Top of Source extract

The absence of Liu Xiaobo from this year's Nobel prize ceremony has raised the ghost of Carl von Ossietzky, the 1920s/30s German pacifist.
Important to me is that Von Ossietzky in the 1920s and early 1930's was very active in exposing Germany's secret rearmament strategy. In a bid to overthrow the peace of Europe, Germany and the Soviet Union closely co-operated in the 1920s/1930s. Ossietzky showed how Germany in the 1920s transferred American funds to the Soviet Union, rebuild an airforce, and secretly trained a new generation of pilots in Stalinist Soviet Union.
Ossietzky, a pacifist and a man of great insight, saw the storm that was brewing. Alas, his writings could not stop the tide, could not prevent the final act of the German conservatives dangerous game, the installation of their puppet in 1933. This meant game over for Ossietzky, who was almost immediately send to a concentration camp, was miserably tortured for years, and died in 1938.
The Nobel committee was so divided over his Peaze Prize in 1935, that initially no prize was awarded. In the fiercely extremist political climate of the 1930s, Conservatives, including the Norwegian king, oppossed Ossietzky as a traitor to his country, as a Christian from a converted Jewish family, and as an enemy of Germany. Eventually, Ossietzky was awarded the prize in 1936, amidst controversy and great pressure for Germany. It very much resembles the current row over Liu's Prize, and China's fierce, vehement, reaction.
I would say that history has vindicated Ossietzky, but sadly modern popular history has adopted the German ultra-nationalist / nazi concept of Germany suffering as a victim of conspiracy in this period, and, perhaps even more sadly, the German federal court of justice in 1992 upheld the verdict of 1931: Ossietzky's publishing of Germany's secret re-armament was an act of treason. Shame on both accounts.
I was going to put this in the Monastery, but then, a thread touching on Hitler, Chinese Communists, Jews and treacherous kings is a bit Backroomish.Mr Liu, 54, is currently serving an eleven-year sentence on the charge of "inciting subversion" after he co-authored a petition for political reform in China.
Mr Ossietzky, a German journalist and pacifist who spoke out against Hitler's rise to power, was convicted of high treason and espionage in 1931 after publishing an article about Germany's efforts to rebuild its air force, in contravention of the Treaty of Versailles.
He was tortured in Spandau prison in 1933, after the Reichstag fire, and was interned in the KZ Esterwegen concentration camp near Oldenburg when he was awarded the prize in 1936.
The Nazi regime put enormous pressure on the Nobel committee not to award him the Peace prize, to the extent that the 1935 Peace prize, which he had been nominated for, was not awarded at all.

Bottom of Source extract
Top of Input data

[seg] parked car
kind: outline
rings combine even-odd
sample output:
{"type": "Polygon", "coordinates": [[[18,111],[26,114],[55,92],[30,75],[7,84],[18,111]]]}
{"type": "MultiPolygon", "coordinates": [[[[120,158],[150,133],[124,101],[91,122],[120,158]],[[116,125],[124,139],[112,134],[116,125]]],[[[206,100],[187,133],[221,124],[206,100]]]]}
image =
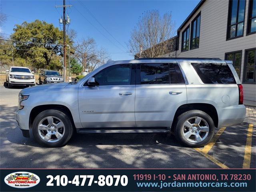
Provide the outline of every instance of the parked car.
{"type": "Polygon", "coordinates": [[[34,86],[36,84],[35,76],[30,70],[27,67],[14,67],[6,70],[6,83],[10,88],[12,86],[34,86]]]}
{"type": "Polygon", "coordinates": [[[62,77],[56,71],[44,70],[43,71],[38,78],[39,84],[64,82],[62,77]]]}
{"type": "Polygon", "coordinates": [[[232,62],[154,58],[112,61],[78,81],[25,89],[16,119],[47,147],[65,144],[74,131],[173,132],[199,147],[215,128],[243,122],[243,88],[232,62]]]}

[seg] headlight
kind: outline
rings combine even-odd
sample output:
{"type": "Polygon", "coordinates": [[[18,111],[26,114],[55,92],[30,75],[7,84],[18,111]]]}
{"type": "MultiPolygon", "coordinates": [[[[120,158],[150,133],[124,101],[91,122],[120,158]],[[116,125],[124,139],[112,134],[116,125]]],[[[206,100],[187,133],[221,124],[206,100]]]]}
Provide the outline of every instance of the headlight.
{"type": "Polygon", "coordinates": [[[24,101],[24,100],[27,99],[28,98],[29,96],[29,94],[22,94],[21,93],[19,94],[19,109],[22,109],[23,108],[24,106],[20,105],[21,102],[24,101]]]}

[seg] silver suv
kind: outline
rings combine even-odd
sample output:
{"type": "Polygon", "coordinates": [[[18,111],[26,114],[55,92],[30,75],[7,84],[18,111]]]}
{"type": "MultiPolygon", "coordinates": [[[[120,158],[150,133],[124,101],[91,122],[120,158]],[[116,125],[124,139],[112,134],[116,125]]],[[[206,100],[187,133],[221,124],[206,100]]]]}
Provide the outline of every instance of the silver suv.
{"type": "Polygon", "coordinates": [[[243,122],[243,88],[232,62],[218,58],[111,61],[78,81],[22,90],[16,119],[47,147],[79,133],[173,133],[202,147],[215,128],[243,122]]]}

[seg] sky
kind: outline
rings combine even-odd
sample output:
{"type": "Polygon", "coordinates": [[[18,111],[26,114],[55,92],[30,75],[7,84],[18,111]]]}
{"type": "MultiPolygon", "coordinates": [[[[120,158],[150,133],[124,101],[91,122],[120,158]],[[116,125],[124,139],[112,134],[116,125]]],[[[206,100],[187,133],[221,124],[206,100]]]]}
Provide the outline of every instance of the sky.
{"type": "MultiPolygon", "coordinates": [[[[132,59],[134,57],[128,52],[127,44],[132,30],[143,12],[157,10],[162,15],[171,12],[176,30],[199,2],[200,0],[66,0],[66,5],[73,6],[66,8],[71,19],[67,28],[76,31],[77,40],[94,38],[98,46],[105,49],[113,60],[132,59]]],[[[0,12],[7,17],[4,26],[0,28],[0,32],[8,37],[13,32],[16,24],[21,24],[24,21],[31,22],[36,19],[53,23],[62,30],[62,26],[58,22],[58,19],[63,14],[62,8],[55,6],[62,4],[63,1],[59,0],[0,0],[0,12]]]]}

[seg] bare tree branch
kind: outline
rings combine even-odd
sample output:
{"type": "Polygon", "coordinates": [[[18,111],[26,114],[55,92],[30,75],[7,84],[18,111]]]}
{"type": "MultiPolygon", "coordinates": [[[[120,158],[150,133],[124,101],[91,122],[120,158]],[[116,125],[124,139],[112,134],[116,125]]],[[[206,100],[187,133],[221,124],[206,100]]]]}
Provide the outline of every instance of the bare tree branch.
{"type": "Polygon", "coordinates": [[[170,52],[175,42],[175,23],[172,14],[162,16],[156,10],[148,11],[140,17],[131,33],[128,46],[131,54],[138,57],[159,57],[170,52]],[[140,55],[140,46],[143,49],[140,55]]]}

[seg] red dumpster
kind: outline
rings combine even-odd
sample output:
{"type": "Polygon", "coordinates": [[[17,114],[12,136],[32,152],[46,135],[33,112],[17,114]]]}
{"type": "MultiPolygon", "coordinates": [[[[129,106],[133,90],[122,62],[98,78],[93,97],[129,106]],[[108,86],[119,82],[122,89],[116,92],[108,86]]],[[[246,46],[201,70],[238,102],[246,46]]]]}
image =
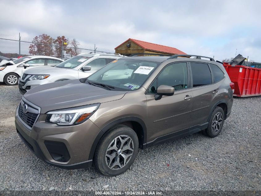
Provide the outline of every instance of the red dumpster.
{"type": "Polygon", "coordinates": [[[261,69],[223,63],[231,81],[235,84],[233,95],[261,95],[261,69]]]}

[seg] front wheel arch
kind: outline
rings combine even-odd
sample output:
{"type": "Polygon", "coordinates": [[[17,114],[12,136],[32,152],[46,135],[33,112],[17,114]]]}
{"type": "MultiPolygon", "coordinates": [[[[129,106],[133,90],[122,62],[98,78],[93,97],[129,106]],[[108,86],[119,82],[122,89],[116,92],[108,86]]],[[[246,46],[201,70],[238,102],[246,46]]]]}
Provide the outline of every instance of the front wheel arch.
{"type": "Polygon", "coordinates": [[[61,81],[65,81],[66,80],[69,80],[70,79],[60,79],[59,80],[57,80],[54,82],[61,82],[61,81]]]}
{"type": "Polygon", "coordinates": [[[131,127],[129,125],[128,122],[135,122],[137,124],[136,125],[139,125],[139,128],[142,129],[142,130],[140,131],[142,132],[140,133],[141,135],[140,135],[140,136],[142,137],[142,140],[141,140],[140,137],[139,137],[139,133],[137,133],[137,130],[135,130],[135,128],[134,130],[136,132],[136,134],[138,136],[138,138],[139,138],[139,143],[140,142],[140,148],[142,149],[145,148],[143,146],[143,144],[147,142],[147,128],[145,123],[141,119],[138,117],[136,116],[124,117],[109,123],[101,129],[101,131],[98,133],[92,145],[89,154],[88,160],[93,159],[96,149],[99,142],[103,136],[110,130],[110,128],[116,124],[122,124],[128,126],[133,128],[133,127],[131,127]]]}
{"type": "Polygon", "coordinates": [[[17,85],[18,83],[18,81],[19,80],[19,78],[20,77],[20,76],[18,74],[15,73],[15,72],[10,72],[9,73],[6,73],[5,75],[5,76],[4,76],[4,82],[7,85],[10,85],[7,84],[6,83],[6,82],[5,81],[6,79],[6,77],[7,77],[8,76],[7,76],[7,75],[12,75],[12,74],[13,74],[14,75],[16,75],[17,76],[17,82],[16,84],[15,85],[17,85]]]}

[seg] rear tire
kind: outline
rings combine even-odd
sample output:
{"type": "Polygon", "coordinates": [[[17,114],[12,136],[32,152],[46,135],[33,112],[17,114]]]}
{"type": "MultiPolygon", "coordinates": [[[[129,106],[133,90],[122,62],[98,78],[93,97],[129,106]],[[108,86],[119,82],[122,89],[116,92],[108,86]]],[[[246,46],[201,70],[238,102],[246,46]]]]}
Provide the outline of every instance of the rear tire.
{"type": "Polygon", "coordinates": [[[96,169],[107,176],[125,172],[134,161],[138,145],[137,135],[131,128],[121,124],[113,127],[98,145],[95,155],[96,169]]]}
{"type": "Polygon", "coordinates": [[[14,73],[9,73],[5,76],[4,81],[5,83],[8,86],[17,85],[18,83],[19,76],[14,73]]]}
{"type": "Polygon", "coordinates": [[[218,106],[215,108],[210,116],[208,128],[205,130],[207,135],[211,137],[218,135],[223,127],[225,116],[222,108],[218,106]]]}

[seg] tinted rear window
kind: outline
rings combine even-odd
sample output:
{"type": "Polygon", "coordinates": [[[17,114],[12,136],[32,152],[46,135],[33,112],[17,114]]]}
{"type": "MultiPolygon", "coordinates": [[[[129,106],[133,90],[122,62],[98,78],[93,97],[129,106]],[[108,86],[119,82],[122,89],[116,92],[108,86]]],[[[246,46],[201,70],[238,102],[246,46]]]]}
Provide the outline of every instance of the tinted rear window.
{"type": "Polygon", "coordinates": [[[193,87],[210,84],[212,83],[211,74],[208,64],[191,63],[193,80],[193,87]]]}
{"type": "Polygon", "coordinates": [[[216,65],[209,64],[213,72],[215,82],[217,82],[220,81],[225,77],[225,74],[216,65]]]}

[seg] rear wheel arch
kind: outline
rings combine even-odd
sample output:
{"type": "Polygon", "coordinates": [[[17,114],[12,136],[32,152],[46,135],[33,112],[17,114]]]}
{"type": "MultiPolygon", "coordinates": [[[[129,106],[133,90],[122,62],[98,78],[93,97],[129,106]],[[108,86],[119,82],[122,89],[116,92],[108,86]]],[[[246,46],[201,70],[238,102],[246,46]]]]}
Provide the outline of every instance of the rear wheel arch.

Bottom of Input data

■ **Problem description**:
Reproduce the passage on Carl von Ossietzky from "I would say" up to and including "on both accounts.".

■ **Solution to the problem**:
I would say that history has vindicated Ossietzky, but sadly modern popular history has adopted the German ultra-nationalist / nazi concept of Germany suffering as a victim of conspiracy in this period, and, perhaps even more sadly, the German federal court of justice in 1992 upheld the verdict of 1931: Ossietzky's publishing of Germany's secret re-armament was an act of treason. Shame on both accounts.